> _DATA TO PROCESS_:
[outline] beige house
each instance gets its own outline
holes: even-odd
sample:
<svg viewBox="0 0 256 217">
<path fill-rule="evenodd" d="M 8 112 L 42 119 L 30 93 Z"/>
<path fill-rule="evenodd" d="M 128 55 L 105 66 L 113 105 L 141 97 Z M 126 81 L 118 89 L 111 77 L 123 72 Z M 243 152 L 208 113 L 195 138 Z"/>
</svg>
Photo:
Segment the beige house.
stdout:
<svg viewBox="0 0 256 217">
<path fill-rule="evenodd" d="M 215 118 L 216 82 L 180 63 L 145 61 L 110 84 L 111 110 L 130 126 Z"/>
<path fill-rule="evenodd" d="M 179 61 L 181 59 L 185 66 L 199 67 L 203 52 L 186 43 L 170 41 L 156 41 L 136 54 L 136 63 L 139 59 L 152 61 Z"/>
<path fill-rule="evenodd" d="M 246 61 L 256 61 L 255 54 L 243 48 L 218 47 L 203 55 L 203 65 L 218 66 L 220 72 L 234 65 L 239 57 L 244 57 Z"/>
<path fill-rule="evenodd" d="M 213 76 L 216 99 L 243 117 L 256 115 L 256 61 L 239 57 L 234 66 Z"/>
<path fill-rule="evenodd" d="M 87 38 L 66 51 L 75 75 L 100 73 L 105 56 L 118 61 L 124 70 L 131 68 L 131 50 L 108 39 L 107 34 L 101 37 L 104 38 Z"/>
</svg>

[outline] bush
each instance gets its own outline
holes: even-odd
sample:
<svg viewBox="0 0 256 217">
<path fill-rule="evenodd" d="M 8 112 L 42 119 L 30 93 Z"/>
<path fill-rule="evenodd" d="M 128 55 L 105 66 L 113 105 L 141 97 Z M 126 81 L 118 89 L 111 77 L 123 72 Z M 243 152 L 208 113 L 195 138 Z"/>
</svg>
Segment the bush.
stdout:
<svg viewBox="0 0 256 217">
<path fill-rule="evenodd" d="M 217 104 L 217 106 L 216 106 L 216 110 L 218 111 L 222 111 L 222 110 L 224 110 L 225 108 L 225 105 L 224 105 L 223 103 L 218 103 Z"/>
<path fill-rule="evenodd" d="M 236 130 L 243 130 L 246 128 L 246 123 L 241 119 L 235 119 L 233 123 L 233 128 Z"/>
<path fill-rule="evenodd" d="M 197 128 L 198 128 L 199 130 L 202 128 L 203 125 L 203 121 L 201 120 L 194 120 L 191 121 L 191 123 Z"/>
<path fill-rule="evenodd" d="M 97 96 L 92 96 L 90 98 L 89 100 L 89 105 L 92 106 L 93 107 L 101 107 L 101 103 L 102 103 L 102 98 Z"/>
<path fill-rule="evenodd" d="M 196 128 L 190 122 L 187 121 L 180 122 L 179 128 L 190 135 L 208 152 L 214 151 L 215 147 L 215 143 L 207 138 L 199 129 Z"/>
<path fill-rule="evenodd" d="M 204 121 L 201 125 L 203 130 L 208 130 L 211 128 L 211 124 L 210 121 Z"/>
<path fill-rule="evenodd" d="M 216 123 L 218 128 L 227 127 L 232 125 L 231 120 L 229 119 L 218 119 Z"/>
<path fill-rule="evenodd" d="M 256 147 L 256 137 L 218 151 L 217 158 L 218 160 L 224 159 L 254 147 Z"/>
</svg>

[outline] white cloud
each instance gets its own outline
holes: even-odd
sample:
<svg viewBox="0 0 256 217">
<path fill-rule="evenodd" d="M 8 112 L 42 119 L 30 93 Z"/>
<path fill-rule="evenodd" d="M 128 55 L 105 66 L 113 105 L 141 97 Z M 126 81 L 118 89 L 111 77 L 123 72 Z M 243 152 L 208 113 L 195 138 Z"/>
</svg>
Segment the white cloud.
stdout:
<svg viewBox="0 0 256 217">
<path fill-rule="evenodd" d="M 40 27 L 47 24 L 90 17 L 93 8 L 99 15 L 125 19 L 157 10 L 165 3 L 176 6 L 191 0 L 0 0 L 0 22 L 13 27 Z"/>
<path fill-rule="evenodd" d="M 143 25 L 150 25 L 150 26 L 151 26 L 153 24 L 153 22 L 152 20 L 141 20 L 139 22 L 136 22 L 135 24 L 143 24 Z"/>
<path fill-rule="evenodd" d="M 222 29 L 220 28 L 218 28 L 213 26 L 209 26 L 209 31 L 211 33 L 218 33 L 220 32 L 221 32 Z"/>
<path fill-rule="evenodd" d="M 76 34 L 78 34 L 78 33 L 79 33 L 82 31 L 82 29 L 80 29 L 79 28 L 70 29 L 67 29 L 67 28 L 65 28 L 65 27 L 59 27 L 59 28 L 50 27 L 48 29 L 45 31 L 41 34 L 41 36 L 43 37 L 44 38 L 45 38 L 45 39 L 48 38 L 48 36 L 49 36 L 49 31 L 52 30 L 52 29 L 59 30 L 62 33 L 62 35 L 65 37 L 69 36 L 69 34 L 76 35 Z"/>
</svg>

> _DO THIS_: Render the lines above, from the first line of the items up to and including the line with "179 61 L 181", as a numbered list, leaving out any blank lines.

> _CORRECT RESULT_:
1. [outline] beige house
2. each instance gets its own outline
3. holes: even-odd
4. sample:
5. <svg viewBox="0 0 256 217">
6. <path fill-rule="evenodd" d="M 8 112 L 42 119 L 30 93 Z"/>
7. <path fill-rule="evenodd" d="M 128 55 L 105 66 L 113 105 L 141 97 Z M 126 81 L 118 89 L 111 77 L 123 72 Z M 243 152 L 208 113 L 195 138 Z"/>
8. </svg>
9. Photo:
10. Segment the beige house.
11. stdout:
12. <svg viewBox="0 0 256 217">
13. <path fill-rule="evenodd" d="M 215 118 L 216 82 L 180 63 L 145 61 L 110 84 L 111 110 L 130 126 Z"/>
14. <path fill-rule="evenodd" d="M 179 61 L 181 59 L 185 66 L 199 67 L 203 52 L 186 43 L 170 41 L 156 41 L 136 54 L 136 63 L 139 59 L 152 61 Z"/>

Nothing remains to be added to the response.